■ Study text:
-*-
Open-source AI just claimed the frontier benchmark crown under MIT license while UBS confirmed half of enterprises are actively capping non-AI software spend — the model layer is commoditizing and the application layer is getting budget-cut simultaneously, compressing the value capture window to three specific layers: agentic infrastructure middleware, edge deployment, and AI-native security. If your portfolio sits between these pincers — charging proprietary API margins or selling seats to enterprises now containing non-AI spend — the repricing has already started and you have 2-3 quarters before it becomes consensus.

Frequently asked

Which portfolio positions are most exposed to the open-source model crossover?
Companies whose moat rests on reselling proprietary model API access at a markup are most exposed. With Z.AI's GLM-5.1 taking #1 on SWE-Bench Pro under MIT license and Gemma 4 shipping under Apache 2.0, coding-adjacent API margins face compression within 2-3 quarters. Multi-model contingency plans and migration toward orchestration, observability, or edge deployment value layers are the defensible responses.
Is the Figma valuation at $7.9B EV a genuine distressed opportunity or a value trap?
It's a high-conviction diligence target, not an automatic buy. The 60% discount to Adobe's 2022 $20B bid is real, and continued heavy R&D suggests management believes the workflow is durable. The decisive question is whether AI is permanently shrinking the design-tool category or the market is overshooting — resolve that before the takeover window closes in Q2.
Why did cybersecurity stocks sell off if AI is supposed to expand the attack surface?
-*-
■ Work to be completed:
Extract the portion of the commentary on AI and software spending between "Is the Figma" and "the attack surface?", inclusive. You won't need the records for this.

■ Data provided:
-*-
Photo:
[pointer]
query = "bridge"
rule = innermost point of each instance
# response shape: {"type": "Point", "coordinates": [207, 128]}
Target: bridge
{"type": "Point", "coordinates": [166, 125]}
-*-
■ Response:
Is the Figma valuation at $7.9B EV a genuine distressed opportunity or a value trap?
It's a high-conviction diligence target, not an automatic buy. The 60% discount to Adobe's 2022 $20B bid is real, and continued heavy R&D suggests management believes the workflow is durable. The decisive question is whether AI is permanently shrinking the design-tool category or the market is overshooting — resolve that before the takeover window closes in Q2.
Why did cybersecurity stocks sell off if AI is supposed to expand the attack surface?